Problem set>
**A)** Reproduce word for word everything in the Massey Hall interview from "ALLIED VENUES: The" down to "renovation. (Simon Tanenbaum)".
**B)** According to the Massey Hall interview, how much did the renovation of the Allied Music Centre cost?

Document section>
ALLIED VENUES: The Allied Music Centre in Toronto, which contains the historic Massey Hall, reopened in November 2021 following a $136 million renovation. (Simon Tanenbaum)

VenuesNow: TD Music Hall is a new build, as opposed to the refurbishment of Massey Hall, working with the existing structure. What were the challenges?

Jesse Kumagai: This all came together because of an opportunity for us to acquire some additional land to the south of Massey Hall. It was always landlocked. Basically, the building occupied the entire footprint of real estate that we own so this created an opportunity to expand. The first priority was improving a lot of the Massey Hall aspect, everything from creating a loading dock for the very first time through to brand new bar and washroom spaces, so that the patron experience has dramatically improved, along with elevator access for accessibility needs. That was really the principal driver of the project. But since we had this additional real estate and the opportunity was there, we decided to try and add additional performance venues. We were certainly constrained by the amount of real estate we had. We tried to maximize the size of this new addition. It’s up on the fourth floor, so it’s immediately above the Massey Hall loading dock and new bars and backstage spaces. It’s a unique proposition in Toronto, being elevated up in the air. That also created some interesting opportunities as well. We installed floor to ceiling windows at both ends of the venue to give a unique vantage point to the city. Ultimately, it fit into our larger strategy because we’ve been presenting concerts in smaller venues for many years as part of our artist development initiatives. We recognized that there’s a real shortage of small venues in Toronto and a huge amount of opportunity. So, we decided to give it a go and add something permanent and sustainable to the ecosystem around here.

What are the other two venues?

The Muskoka Spirit Basement Bar [directly under Massey Hall, cap. 150].  There’s a stage with full sound and lights. We’ve been using it for late-night performances, so when we have a concert in Massey Hall, when that concludes we can put an artist on stage downstairs at 11 p.m, and keep things going for a while. It’s a great opportunity to put an emerging artist on stage or do something more intimate. On the sixth floor, there’s going to be a small theater, capacity around 100 people when seated, but it has a retractable seating system that can increase the capacity to about 150. It’s going to be a fantastic community space and opportunity for grass-roots arts organizations and independent promoters to put on smaller events for emerging artists, which fits into our artist development strategy. It’s a fantastic tool for us from an education perspective, because it will serve as a classroom for a lot of our music education, the community outreach programs. It can function as a rehearsal space or as a workshop space.

You’re limited by the size of the overall property.

Data>
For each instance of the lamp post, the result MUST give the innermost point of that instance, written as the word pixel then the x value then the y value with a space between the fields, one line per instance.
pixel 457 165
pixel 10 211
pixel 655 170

Task responses>
**A)**
ALLIED VENUES: The Allied Music Centre in Toronto, which contains the historic Massey Hall, reopened in November 2021 following a $136 million renovation. (Simon Tanenbaum)

**B)** $136 million.